Canning is a formidable opponent, and by the time he's finished with Alicia and her firm the only thing they notice about his disability is what a useful weapon he has.

It's a recurring theme in the show, where people are rarely what they appear to be, and many turn personal characteristics, which might be seen as handicaps, into strengths. The great Martha Plimpton plays the perpetually pregnant counsel Patti Nyholm, who leverages her delicate condition and her growing brood to advantage in negotiations.

Ageism dismissed

Ageism is acceptable in most entertainment -- and often used for laughs -- but refuting that form of prejudice is at the heart of the TGW. The show upends stereotypes via the eccentric cast of judges, who are mostly north of 50. It's common to see a greybeard on the bench bristle as some tech baron on trial talks down to him about things like search engine algorithms. "You mean it's a distributed computing system?" snaps one 65-ish judge, letting him know that he can't be baffled by bullshit.

Alicia feels the ageism, because she's in her early 40s when she returns to the law career she abandoned to be a stay-at-home mom. She finds herself competing with young associates who assume she's out of touch because she's spent the last 15 years as a rich lady who lunches.
********************
◆ GIVEN TASK A
List every personal name that appears in the TV show passage.
********************
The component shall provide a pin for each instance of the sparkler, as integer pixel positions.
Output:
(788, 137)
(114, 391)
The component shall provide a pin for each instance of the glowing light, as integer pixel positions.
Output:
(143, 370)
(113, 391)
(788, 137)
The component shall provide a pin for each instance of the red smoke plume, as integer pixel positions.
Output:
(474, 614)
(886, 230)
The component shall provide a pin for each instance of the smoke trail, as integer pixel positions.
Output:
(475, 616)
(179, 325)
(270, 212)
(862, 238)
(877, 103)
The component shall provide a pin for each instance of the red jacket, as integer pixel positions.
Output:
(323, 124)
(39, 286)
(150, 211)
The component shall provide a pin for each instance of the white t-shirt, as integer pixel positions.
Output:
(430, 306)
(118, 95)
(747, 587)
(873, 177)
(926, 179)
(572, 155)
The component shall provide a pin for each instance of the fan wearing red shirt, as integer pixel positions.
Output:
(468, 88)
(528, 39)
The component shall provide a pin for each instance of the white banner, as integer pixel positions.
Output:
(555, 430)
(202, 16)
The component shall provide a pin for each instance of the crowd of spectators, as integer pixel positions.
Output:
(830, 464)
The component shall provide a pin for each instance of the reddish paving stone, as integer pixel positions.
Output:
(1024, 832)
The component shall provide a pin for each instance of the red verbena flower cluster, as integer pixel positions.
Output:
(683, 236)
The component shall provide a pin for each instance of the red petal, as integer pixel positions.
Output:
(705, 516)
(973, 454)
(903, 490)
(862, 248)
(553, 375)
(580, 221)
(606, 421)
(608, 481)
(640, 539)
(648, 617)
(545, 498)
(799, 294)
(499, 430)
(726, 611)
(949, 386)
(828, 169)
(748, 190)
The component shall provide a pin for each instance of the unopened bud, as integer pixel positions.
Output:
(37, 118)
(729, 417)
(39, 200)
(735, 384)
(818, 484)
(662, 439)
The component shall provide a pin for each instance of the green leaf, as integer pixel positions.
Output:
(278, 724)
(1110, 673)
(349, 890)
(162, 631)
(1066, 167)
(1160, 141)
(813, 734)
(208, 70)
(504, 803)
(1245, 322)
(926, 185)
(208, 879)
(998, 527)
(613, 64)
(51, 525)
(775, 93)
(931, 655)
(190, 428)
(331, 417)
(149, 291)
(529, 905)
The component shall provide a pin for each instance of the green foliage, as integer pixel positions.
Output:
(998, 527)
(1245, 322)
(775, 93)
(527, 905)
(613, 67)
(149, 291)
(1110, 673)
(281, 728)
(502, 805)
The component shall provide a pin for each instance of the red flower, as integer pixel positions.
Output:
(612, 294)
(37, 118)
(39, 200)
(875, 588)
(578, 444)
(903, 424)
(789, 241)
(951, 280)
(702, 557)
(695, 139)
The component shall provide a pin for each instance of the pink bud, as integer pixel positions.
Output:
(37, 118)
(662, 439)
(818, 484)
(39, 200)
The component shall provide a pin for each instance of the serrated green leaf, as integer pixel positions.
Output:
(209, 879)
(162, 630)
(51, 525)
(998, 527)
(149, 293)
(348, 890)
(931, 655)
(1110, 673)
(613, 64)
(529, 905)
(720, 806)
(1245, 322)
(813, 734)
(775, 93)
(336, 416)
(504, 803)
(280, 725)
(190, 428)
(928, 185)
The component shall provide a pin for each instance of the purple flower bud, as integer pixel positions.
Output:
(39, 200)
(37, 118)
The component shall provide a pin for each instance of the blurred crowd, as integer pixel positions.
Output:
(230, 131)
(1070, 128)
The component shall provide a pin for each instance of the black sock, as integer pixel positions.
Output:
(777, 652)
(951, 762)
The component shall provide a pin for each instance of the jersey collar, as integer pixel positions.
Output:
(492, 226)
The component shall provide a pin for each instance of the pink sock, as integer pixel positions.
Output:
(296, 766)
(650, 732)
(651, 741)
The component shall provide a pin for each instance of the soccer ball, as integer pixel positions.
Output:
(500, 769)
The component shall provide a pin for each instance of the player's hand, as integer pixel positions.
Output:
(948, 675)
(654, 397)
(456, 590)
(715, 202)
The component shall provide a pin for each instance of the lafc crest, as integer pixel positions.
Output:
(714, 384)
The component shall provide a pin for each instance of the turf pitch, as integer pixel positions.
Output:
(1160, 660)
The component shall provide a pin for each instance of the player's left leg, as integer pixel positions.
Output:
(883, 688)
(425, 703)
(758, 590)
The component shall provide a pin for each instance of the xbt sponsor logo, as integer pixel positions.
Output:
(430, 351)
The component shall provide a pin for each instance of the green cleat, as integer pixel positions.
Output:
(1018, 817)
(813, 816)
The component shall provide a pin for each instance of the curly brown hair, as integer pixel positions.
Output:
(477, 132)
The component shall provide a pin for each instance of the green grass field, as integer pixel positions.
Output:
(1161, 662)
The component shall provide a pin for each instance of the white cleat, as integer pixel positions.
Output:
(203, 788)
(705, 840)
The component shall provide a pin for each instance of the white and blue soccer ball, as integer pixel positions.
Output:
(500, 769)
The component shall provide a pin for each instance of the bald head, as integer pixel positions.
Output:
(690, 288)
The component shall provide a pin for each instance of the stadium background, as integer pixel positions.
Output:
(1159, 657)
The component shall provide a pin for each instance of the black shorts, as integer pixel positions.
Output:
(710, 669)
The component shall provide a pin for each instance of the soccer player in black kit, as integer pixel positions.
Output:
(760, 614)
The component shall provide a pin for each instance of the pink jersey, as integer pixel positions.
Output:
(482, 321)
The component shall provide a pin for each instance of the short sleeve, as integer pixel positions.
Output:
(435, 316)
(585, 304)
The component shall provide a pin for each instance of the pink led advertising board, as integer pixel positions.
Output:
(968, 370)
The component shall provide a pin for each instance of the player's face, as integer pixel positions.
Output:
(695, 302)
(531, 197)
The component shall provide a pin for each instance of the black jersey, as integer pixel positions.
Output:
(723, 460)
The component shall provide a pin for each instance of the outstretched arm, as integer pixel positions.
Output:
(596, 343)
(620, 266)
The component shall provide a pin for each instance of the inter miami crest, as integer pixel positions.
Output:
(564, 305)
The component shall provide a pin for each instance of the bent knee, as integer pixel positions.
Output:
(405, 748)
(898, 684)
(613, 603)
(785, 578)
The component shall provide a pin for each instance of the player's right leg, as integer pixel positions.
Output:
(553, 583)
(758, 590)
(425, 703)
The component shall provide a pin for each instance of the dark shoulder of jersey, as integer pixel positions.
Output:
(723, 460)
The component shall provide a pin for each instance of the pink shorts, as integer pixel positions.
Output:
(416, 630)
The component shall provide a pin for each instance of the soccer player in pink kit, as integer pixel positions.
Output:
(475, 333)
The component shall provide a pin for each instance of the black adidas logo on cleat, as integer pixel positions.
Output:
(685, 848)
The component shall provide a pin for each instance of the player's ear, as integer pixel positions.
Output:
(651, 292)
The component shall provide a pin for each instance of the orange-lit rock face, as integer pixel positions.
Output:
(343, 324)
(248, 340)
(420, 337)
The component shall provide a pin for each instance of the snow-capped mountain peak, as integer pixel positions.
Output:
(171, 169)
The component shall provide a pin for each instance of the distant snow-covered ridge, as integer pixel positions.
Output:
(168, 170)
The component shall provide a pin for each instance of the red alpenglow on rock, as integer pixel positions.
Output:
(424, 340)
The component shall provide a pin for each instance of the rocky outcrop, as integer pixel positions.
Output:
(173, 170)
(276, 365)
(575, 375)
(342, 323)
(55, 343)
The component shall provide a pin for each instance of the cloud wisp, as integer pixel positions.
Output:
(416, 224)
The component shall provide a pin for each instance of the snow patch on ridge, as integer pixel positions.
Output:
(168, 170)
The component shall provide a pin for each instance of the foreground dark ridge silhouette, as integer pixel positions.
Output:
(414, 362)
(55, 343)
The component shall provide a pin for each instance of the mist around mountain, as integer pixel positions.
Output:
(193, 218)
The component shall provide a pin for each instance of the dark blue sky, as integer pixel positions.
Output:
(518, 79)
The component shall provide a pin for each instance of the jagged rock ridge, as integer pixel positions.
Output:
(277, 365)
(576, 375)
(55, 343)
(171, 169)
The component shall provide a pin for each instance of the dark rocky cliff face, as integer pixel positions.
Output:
********************
◆ GIVEN TASK B
Repeat the rows verbatim, starting at the line containing "unopened bud, as integer pixel positions." and ending at the line containing "(1070, 128)".

◆ WRITTEN REPLY A
Canning, Alicia, Martha Plimpton, Patti Nyholm

◆ WRITTEN REPLY B
The component shall provide a pin for each instance of the unopened bud, as integer pixel positions.
Output:
(37, 118)
(729, 417)
(39, 200)
(735, 384)
(818, 484)
(662, 439)
The component shall provide a pin for each instance of the green leaf, as integer pixel positions.
Output:
(278, 724)
(1110, 673)
(349, 890)
(162, 631)
(1066, 167)
(1160, 141)
(813, 734)
(208, 70)
(504, 803)
(1245, 322)
(926, 185)
(208, 879)
(998, 527)
(613, 64)
(51, 525)
(775, 93)
(931, 655)
(190, 428)
(331, 417)
(149, 291)
(529, 905)
The component shall provide a pin for each instance of the green foliage, as integer pixel positions.
Output:
(998, 527)
(1245, 322)
(775, 93)
(527, 905)
(613, 67)
(149, 291)
(1110, 673)
(281, 728)
(502, 805)
The component shall provide a pin for each instance of the red flower, as integer pixel positions.
Output:
(612, 294)
(37, 118)
(39, 200)
(875, 588)
(578, 444)
(903, 424)
(789, 241)
(951, 280)
(702, 557)
(695, 139)
The component shall provide a pin for each instance of the pink bud, as integer pixel positions.
Output:
(37, 118)
(662, 439)
(818, 484)
(39, 200)
The component shall provide a pin for each instance of the serrated green leaf, as integer pixel positions.
Output:
(209, 879)
(162, 630)
(51, 525)
(998, 527)
(149, 293)
(348, 890)
(931, 655)
(1110, 673)
(613, 64)
(529, 905)
(720, 806)
(1245, 322)
(813, 734)
(775, 93)
(336, 416)
(504, 803)
(280, 725)
(190, 428)
(928, 185)
The component shall provide a pin for each instance of the purple flower bud, as integer pixel positions.
Output:
(39, 200)
(37, 118)
The component shall provide a pin for each instance of the blurred crowd, as integer pixel positions.
Output:
(230, 131)
(1070, 128)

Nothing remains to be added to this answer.